═══ GIVEN ENTRIES

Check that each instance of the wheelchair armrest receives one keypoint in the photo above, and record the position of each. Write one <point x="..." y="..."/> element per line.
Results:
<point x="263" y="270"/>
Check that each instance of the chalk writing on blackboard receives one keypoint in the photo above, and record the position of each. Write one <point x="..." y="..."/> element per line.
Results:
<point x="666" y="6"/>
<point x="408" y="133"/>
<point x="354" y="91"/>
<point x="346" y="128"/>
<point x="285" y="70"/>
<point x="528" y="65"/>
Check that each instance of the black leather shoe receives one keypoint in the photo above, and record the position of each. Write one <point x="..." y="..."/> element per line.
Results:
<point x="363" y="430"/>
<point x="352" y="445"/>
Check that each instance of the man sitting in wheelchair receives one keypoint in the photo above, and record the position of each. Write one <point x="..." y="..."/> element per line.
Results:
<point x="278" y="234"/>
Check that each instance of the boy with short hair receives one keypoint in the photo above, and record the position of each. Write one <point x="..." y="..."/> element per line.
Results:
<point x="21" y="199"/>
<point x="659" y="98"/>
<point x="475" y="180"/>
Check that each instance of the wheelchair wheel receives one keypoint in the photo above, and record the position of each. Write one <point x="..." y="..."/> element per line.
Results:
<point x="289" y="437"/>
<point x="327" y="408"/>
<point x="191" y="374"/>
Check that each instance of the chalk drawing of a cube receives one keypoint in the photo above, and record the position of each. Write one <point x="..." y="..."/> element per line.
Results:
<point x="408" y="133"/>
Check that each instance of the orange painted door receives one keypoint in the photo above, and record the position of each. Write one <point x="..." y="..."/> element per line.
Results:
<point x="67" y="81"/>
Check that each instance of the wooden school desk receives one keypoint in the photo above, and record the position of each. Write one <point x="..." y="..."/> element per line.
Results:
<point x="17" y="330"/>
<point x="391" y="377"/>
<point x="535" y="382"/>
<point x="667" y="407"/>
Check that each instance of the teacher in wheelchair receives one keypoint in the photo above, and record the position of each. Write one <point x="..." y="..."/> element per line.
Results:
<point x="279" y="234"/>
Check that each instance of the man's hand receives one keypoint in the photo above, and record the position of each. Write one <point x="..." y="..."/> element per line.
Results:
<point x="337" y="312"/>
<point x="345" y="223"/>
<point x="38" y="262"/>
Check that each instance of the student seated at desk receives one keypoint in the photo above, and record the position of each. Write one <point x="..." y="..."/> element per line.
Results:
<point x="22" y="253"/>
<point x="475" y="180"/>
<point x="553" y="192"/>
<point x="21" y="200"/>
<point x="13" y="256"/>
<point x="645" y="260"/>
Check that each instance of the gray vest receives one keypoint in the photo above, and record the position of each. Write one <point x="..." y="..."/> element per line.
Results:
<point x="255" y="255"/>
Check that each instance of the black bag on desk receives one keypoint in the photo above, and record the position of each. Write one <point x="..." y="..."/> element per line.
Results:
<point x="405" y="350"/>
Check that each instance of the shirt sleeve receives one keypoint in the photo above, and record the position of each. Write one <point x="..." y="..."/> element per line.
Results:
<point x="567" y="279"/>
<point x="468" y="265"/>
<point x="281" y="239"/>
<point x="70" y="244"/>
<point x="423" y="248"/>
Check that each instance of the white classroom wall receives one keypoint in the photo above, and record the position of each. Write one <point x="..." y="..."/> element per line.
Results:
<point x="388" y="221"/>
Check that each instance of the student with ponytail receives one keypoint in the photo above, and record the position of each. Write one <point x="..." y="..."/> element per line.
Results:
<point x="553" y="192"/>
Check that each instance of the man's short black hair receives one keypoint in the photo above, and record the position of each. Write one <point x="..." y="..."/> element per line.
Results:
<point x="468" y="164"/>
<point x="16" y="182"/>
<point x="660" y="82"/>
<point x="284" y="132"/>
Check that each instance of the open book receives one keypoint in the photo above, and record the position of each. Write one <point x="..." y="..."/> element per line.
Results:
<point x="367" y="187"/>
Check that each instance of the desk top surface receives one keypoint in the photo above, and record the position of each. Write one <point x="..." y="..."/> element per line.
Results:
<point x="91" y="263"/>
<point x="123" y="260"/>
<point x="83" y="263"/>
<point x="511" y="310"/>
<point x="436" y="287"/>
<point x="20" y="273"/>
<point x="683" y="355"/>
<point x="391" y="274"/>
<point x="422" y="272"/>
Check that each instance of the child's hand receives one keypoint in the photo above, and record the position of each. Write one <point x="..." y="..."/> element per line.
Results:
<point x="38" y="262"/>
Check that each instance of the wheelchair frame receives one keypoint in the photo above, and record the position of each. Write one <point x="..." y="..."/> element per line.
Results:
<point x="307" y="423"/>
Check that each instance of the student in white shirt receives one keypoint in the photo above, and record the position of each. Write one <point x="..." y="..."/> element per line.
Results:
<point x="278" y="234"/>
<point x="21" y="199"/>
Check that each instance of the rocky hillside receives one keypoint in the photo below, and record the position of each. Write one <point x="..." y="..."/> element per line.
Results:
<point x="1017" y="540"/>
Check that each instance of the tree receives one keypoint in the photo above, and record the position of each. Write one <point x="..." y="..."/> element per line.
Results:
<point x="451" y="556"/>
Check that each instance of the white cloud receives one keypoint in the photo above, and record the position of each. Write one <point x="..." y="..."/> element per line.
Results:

══════

EXERCISE REQUIREMENTS
Take the lines from the one containing "Check that each instance of the tree" through the end of the material above and reproduce them, requests included, with each x and y coordinate in the answers multiplied by 2.6 and rounded to the nearest whole number, halves rounding up. Leave the requests and their sample formats unchanged.

ANSWER
Check that each instance of the tree receives one keypoint in the photo above, and record the position of each. Write one <point x="..." y="..."/> element per line.
Results:
<point x="1173" y="1446"/>
Check that each instance of the white cloud receives one keypoint in the photo above, and record the position of each. Write one <point x="..." y="..."/> element per line.
Results:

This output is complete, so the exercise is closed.